**DIRECTION 1**.
Retype the thread on telling binary files from text files in full, word for word.

How do I distinguish between 'binary' and 'text' files?

48,609

Solution 1

The spreadsheet software my company makes reads a number of binary file formats as well as text files.

We first look at the first few bytes for a magic number which we recognize. If we do not recognize the magic number of any of the binary types we read, then we look at up to the first 2K bytes of the file to see whether it appears to be a UTF-8, UTF-16 or a text file encoded in the current code page of the host operating system. If it passes none of these tests, we assume that it is not a file we can deal with and throw an appropriate exception.

Solution 2

You can use the file command. It does a bunch of tests on the file (man file) to decide if it's binary or text. You can look at/borrow its source code if you need to do that from C.

file README
README: ASCII English text, with very long lines

file /bin/bash
/bin/bash: ELF 32-bit LSB executable, Intel 80386, version 1 (SYSV), for GNU/Linux 2.2.5, dynamically linked (uses shared libs), stripped

Solution 3

You can determine the MIME type of the file with

file --mime FILENAME

The shorthand is file -i on Linux and file -I (capital i) on macOS (see comments).

If it starts with text/, it's text, otherwise binary. The only exception are XML applications. You can match those by looking for +xml at the end of the file type.

Solution 4

  • To list text file names in current dir/subdirs:

    grep -rIl ''
    
  • Binaries:

    grep -rIL ''
    
  • To check for a particular file:

    grep -qI '' FILE
    

    then, exit status '0' would mean the file is a text; '1' - binary. To check:

    echo $?

[Image region labeling entries]
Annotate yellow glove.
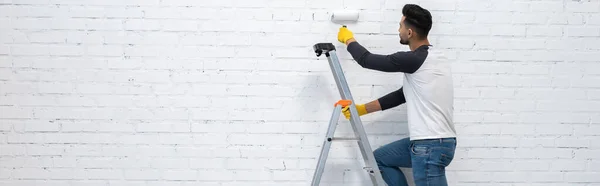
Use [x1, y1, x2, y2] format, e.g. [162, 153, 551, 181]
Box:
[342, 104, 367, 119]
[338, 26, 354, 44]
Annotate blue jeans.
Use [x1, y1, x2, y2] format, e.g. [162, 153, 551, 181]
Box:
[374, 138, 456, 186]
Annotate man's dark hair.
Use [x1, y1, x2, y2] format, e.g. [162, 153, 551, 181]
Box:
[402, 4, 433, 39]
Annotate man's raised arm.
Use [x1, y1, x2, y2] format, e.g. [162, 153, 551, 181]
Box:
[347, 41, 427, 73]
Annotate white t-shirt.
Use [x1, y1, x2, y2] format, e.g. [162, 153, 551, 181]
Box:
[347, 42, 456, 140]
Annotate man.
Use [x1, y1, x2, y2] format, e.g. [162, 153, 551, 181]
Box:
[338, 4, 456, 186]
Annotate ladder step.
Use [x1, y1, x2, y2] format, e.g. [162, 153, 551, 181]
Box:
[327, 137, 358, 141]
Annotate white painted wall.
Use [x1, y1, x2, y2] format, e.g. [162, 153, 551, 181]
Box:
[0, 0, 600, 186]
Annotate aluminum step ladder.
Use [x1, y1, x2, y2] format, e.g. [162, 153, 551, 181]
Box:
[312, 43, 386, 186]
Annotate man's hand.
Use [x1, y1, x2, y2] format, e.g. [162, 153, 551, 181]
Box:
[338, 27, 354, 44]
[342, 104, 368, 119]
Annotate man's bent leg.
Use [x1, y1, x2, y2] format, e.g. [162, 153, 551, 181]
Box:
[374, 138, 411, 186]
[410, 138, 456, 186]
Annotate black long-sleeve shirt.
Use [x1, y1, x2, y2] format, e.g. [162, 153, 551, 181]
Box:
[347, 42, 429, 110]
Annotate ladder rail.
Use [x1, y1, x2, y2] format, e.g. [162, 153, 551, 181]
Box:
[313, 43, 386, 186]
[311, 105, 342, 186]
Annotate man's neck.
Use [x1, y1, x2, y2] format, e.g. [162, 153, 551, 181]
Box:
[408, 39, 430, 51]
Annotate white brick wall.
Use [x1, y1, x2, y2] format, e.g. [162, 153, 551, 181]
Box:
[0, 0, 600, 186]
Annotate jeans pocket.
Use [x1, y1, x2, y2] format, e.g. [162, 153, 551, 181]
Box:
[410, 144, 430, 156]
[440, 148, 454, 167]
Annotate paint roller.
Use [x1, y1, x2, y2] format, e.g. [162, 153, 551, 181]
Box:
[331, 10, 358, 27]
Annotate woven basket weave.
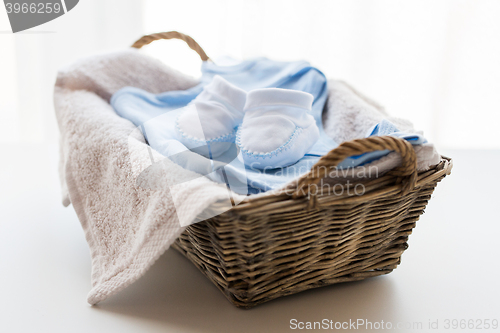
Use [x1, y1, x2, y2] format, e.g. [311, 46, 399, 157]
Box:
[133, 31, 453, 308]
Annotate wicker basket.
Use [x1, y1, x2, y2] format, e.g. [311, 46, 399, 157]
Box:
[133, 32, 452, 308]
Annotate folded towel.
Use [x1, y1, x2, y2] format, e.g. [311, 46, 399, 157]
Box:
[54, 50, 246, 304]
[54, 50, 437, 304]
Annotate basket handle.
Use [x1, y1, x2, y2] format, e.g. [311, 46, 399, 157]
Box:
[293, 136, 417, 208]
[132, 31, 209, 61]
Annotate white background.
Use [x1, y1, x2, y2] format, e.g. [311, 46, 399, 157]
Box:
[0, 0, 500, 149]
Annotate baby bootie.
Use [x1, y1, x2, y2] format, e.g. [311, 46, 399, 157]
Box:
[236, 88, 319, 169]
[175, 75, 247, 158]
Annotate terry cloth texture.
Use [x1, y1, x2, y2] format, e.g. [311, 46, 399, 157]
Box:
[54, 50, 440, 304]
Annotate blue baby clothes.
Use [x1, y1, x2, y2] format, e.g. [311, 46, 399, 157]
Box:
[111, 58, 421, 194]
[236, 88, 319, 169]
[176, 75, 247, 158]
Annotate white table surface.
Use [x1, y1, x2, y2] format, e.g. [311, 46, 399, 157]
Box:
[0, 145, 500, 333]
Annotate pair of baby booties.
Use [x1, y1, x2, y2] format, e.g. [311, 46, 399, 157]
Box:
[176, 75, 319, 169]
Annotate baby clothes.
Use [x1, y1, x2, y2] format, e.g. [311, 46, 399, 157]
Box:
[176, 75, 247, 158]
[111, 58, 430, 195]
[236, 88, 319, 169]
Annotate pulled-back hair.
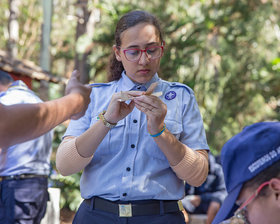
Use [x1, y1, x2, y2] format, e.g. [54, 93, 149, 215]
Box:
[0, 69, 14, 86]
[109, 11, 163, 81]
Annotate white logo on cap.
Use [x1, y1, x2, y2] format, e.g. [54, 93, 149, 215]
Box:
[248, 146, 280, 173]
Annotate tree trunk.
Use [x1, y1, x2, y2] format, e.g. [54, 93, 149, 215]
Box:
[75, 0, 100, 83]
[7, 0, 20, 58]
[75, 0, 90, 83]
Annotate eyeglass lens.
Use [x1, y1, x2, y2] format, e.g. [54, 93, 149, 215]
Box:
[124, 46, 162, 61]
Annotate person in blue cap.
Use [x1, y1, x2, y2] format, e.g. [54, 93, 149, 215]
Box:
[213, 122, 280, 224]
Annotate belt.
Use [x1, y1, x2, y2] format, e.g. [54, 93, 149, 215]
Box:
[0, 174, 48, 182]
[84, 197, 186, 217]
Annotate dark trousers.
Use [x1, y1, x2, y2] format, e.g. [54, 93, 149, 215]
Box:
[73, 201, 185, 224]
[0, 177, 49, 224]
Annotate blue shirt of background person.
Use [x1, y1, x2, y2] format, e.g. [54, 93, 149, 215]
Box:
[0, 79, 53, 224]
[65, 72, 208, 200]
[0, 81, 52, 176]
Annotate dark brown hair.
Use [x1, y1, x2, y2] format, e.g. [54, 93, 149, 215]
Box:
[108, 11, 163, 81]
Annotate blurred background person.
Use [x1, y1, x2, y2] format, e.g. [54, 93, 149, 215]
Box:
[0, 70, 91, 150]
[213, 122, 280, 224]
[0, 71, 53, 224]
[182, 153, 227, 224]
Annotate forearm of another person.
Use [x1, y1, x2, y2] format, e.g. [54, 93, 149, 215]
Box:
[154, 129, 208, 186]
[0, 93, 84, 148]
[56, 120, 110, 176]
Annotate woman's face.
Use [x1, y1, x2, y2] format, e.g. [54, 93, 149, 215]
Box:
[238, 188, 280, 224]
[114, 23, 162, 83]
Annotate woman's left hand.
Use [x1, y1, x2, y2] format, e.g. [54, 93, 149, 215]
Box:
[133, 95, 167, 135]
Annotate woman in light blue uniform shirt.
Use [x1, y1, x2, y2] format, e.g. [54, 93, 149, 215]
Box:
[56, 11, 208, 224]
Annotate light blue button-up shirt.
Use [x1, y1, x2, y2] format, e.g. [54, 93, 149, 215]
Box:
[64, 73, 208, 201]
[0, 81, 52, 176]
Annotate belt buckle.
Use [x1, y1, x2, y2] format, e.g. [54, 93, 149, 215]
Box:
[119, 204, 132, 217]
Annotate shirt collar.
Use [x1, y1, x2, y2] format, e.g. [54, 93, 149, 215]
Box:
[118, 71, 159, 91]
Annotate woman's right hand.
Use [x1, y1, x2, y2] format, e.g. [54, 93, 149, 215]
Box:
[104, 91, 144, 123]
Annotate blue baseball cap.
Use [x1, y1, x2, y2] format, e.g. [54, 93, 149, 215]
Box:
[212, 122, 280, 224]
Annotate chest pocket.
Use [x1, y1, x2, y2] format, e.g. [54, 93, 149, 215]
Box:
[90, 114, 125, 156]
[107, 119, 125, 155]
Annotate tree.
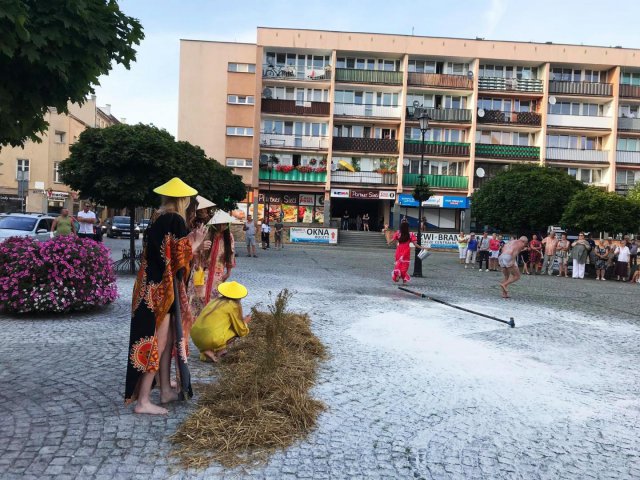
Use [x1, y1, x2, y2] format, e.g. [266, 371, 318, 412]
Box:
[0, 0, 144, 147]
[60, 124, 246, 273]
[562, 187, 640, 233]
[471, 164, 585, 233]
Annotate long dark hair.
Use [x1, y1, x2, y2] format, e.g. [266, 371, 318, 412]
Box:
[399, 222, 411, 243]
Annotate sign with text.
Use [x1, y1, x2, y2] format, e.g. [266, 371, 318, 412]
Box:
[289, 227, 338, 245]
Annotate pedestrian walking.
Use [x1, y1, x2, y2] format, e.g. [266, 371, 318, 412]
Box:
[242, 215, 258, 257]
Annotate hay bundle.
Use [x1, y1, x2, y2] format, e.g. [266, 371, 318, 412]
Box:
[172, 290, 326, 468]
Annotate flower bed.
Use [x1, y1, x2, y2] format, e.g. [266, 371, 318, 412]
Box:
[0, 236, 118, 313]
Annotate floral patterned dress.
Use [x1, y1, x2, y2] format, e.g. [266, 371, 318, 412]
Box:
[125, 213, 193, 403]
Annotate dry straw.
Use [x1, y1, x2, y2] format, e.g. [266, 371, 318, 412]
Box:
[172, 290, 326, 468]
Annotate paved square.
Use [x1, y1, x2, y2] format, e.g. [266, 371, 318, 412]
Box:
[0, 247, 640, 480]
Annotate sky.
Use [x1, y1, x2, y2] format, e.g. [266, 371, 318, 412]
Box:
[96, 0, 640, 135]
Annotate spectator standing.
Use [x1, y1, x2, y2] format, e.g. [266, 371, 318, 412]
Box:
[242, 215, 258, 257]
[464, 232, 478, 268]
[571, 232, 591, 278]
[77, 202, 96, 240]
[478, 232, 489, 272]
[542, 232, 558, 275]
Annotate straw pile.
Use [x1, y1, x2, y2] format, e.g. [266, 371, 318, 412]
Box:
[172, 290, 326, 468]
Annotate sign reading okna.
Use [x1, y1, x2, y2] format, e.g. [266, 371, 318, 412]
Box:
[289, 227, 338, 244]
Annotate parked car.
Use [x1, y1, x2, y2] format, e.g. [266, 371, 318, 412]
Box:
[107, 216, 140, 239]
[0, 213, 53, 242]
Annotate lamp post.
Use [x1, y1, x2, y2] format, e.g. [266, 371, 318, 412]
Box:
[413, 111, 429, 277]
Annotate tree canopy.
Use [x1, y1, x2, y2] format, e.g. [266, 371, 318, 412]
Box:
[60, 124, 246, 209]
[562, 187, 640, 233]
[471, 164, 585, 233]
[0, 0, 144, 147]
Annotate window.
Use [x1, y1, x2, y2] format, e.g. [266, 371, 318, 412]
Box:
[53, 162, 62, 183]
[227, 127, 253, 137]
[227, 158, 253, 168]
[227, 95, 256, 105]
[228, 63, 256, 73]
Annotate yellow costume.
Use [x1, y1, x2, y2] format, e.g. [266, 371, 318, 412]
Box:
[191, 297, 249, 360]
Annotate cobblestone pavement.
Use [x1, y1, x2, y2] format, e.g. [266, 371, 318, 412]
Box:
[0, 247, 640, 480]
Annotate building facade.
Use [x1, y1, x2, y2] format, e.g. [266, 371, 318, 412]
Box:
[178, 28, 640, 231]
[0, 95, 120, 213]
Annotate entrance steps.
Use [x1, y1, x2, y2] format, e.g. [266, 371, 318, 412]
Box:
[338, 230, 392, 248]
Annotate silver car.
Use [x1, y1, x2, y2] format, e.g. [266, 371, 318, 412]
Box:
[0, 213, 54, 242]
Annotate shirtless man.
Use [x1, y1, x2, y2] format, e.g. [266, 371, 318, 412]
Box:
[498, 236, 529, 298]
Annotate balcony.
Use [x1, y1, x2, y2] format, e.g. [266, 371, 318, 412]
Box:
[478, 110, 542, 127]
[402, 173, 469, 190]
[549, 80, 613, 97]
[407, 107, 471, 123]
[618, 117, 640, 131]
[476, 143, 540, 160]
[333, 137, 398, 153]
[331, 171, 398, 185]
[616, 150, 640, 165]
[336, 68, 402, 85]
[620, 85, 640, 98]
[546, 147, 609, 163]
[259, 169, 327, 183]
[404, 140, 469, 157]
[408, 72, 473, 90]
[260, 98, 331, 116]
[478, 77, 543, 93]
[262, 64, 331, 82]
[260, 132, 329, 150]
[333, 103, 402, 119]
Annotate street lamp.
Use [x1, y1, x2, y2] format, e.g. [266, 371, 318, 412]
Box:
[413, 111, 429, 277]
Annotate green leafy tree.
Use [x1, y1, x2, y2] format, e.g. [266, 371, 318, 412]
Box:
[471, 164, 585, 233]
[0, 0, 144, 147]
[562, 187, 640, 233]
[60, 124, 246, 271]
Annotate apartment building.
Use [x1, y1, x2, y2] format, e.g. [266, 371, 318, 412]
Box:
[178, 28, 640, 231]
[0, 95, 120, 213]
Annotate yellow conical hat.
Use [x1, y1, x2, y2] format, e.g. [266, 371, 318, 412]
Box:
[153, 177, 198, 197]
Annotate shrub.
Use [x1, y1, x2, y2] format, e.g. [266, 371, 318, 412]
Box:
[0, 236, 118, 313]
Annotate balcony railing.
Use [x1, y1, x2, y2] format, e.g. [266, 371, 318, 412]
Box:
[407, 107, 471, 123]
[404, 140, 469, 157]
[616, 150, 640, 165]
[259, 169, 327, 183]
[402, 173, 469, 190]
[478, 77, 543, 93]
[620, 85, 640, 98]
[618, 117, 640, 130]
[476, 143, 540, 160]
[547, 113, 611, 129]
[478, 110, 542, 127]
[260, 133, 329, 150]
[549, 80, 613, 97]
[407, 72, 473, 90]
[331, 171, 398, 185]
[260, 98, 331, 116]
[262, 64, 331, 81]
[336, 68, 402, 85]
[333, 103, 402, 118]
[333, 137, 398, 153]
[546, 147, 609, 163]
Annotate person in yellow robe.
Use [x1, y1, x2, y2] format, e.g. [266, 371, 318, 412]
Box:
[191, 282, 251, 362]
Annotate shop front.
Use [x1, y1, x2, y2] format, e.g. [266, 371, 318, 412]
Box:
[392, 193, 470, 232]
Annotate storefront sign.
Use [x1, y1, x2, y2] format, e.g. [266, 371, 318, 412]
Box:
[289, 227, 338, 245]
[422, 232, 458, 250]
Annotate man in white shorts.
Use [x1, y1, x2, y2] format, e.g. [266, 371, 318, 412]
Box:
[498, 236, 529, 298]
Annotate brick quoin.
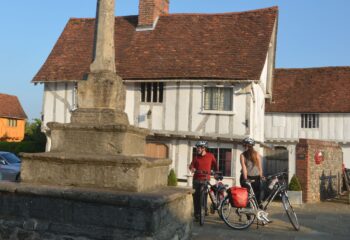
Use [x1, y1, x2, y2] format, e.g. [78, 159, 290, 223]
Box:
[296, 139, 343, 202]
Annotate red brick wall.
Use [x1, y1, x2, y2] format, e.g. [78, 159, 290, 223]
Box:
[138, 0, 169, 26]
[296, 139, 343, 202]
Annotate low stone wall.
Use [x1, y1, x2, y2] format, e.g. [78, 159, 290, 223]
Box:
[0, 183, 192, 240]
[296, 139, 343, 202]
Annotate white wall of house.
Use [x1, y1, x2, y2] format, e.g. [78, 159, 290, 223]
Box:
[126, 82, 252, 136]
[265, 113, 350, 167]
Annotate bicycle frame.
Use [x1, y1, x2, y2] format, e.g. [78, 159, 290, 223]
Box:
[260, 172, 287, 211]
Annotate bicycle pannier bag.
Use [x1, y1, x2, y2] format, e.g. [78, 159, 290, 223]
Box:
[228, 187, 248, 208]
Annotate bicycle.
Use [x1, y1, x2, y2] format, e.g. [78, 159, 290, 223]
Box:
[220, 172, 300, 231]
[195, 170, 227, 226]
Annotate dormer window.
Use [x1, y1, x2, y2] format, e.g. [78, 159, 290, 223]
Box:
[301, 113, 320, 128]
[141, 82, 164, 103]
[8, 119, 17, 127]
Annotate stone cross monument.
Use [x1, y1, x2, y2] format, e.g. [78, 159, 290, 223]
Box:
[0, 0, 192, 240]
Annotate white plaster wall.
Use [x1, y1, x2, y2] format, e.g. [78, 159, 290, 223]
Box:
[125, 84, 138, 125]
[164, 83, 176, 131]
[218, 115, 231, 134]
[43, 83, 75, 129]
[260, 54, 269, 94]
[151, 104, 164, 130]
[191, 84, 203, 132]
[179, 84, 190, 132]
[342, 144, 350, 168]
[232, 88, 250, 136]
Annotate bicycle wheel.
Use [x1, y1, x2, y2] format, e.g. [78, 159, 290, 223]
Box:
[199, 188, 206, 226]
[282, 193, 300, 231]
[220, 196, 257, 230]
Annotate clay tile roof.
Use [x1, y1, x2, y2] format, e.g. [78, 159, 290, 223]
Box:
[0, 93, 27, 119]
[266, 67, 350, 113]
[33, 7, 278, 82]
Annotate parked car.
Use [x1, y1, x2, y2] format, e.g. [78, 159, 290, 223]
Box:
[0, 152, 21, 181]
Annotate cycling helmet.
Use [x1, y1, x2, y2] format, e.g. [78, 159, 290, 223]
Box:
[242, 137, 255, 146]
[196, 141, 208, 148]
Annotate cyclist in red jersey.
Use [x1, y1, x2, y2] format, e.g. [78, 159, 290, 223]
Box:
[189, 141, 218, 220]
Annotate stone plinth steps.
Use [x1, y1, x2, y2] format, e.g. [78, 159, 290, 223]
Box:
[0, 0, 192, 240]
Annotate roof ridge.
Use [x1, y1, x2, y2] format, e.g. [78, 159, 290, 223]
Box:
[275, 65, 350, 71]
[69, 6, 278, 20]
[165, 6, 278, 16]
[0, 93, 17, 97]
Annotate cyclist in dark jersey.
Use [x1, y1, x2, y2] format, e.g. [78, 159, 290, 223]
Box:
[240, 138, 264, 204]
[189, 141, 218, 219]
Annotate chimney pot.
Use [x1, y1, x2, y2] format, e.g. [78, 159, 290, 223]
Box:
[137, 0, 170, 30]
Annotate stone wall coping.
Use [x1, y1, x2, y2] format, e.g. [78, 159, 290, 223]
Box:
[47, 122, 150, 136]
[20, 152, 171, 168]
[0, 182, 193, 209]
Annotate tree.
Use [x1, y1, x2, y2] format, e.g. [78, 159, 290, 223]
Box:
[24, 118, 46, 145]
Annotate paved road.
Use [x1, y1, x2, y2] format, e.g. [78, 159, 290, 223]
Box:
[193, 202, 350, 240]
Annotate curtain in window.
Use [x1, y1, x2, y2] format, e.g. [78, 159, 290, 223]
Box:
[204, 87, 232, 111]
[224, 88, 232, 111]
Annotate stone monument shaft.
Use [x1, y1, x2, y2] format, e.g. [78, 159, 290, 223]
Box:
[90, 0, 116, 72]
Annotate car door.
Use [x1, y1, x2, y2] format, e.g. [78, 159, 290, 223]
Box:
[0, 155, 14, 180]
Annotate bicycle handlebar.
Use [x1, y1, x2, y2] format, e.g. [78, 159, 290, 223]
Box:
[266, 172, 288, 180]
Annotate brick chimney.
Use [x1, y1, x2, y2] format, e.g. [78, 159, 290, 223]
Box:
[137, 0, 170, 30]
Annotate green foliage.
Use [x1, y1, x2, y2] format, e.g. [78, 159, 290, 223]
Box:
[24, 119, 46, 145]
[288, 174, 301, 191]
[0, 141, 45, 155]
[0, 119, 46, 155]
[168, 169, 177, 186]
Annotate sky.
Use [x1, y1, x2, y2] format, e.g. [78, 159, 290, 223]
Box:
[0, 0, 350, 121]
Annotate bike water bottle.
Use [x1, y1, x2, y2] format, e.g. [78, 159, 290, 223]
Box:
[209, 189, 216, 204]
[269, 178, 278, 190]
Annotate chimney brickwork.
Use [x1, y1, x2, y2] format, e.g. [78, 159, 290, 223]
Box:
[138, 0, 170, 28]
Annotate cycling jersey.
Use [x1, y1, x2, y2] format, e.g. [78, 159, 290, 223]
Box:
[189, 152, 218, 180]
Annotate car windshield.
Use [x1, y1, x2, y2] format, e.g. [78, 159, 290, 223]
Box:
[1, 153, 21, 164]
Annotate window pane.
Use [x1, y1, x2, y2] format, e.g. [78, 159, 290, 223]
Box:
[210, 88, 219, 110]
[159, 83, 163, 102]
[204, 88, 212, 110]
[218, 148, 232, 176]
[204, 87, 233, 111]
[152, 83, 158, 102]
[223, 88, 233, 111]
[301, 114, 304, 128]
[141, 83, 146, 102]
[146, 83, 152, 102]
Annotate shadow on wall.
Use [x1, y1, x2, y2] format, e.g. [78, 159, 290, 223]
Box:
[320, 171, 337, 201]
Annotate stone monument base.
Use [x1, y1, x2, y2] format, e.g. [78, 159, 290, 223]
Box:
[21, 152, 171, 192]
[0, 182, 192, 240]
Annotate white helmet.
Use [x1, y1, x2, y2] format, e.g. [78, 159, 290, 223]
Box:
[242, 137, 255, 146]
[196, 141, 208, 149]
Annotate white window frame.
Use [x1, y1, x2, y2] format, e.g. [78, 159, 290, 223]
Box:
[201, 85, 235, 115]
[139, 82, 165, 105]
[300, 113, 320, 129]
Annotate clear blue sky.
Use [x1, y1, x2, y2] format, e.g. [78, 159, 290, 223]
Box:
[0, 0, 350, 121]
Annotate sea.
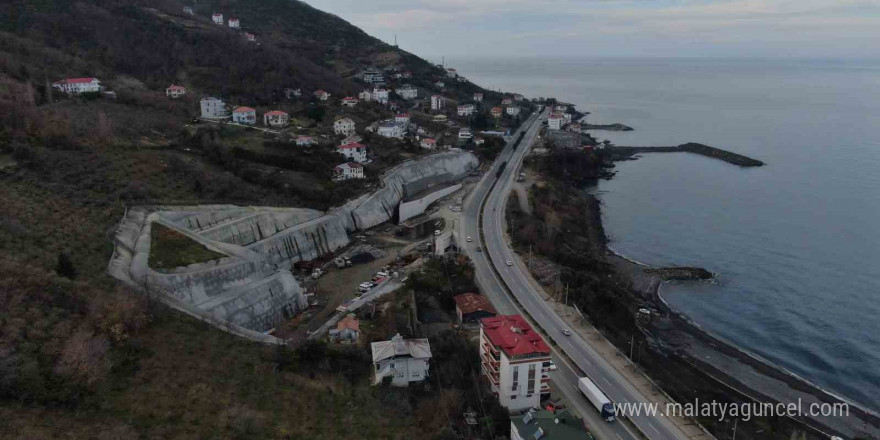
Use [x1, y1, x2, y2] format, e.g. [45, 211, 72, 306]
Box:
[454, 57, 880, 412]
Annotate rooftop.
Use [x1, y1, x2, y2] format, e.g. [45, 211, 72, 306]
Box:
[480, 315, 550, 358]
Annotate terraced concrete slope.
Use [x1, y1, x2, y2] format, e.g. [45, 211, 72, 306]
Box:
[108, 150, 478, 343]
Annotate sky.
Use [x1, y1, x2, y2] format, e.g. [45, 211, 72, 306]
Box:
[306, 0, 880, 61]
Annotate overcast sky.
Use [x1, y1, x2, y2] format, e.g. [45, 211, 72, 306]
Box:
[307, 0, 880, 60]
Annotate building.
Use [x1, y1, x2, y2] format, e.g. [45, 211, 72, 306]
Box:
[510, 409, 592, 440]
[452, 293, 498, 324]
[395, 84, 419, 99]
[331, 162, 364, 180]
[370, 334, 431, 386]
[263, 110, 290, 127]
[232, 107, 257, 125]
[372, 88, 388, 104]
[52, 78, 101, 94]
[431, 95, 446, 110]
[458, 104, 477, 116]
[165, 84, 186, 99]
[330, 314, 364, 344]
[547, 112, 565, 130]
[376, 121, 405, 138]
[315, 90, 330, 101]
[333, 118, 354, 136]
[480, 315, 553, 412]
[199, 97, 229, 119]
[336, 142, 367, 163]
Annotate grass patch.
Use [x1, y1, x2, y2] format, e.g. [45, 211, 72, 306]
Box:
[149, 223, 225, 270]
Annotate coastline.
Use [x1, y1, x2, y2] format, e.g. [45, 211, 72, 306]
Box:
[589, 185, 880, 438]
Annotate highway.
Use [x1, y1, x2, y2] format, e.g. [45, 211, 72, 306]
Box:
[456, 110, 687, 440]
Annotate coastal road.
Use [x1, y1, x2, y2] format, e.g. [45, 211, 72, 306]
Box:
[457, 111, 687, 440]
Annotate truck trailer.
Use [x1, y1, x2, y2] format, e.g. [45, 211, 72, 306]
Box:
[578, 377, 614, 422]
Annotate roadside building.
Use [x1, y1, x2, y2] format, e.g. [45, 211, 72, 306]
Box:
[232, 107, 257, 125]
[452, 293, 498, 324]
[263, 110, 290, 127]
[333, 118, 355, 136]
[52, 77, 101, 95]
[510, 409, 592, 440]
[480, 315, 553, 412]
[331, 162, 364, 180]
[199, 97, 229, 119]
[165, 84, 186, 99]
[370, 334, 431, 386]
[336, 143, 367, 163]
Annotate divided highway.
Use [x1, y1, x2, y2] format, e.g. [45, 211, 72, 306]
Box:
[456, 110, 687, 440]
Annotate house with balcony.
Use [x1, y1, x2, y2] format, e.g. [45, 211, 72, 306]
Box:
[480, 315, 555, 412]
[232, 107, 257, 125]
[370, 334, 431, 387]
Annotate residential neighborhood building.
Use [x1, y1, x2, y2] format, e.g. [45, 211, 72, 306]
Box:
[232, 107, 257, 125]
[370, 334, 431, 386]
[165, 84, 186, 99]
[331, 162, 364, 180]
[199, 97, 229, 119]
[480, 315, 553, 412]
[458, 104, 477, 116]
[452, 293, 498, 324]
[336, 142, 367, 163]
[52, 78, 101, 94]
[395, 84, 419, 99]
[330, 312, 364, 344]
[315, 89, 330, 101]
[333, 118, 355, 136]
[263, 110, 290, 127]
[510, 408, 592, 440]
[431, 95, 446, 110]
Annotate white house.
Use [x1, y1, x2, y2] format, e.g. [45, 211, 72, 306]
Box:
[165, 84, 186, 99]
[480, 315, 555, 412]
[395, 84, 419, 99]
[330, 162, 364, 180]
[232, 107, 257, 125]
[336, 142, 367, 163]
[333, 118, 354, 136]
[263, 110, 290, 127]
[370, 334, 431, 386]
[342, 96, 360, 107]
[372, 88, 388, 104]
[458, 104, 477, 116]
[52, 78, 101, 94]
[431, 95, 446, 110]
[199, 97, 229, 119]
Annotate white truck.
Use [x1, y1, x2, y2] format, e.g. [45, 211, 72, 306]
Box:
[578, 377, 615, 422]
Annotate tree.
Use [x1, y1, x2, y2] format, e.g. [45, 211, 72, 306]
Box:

**DIRECTION 2**.
Put the lines of the listing between the line holding "Annotate terry cloth texture." and the line holding "[0, 145, 500, 333]", inclusive, into a JSON list of strings, one string per line, skipping blank lines.

**COMPLETE ANSWER 1**.
How do I distinguish between 'binary' and 'text' files?

48,609

Solution 1

The spreadsheet software my company makes reads a number of binary file formats as well as text files.

We first look at the first few bytes for a magic number which we recognize. If we do not recognize the magic number of any of the binary types we read, then we look at up to the first 2K bytes of the file to see whether it appears to be a UTF-8, UTF-16 or a text file encoded in the current code page of the host operating system. If it passes none of these tests, we assume that it is not a file we can deal with and throw an appropriate exception.

Solution 2

You can use the file command. It does a bunch of tests on the file (man file) to decide if it's binary or text. You can look at/borrow its source code if you need to do that from C.

file README
README: ASCII English text, with very long lines

file /bin/bash
/bin/bash: ELF 32-bit LSB executable, Intel 80386, version 1 (SYSV), for GNU/Linux 2.2.5, dynamically linked (uses shared libs), stripped

Solution 3

You can determine the MIME type of the file with

file --mime FILENAME

The shorthand is file -i on Linux and file -I (capital i) on macOS (see comments).

If it starts with text/, it's text, otherwise binary. The only exception are XML applications. You can match those by looking for +xml at the end of the file type.

Solution 4

  • To list text file names in current dir/subdirs:

    grep -rIl ''
    
  • Binaries:

    grep -rIL ''
    
  • To check for a particular file:

    grep -qI '' FILE
    

    then, exit status '0' would mean the file is a text; '1' - binary. To check:

    echo $?

**COMPLETE ANSWER 2**.
[
  "Annotate terry cloth texture.",
  "Use [x1, y1, x2, y2] format, e.g. [311, 46, 399, 157]",
  "Box:",
  "[54, 50, 440, 304]",
  "Annotate blue baby clothes.",
  "Use [x1, y1, x2, y2] format, e.g. [311, 46, 399, 157]",
  "Box:",
  "[111, 58, 421, 194]",
  "[236, 88, 319, 169]",
  "[176, 75, 247, 158]",
  "Annotate white table surface.",
  "Use [x1, y1, x2, y2] format, e.g. [311, 46, 399, 157]",
  "Box:",
  "[0, 145, 500, 333]"
]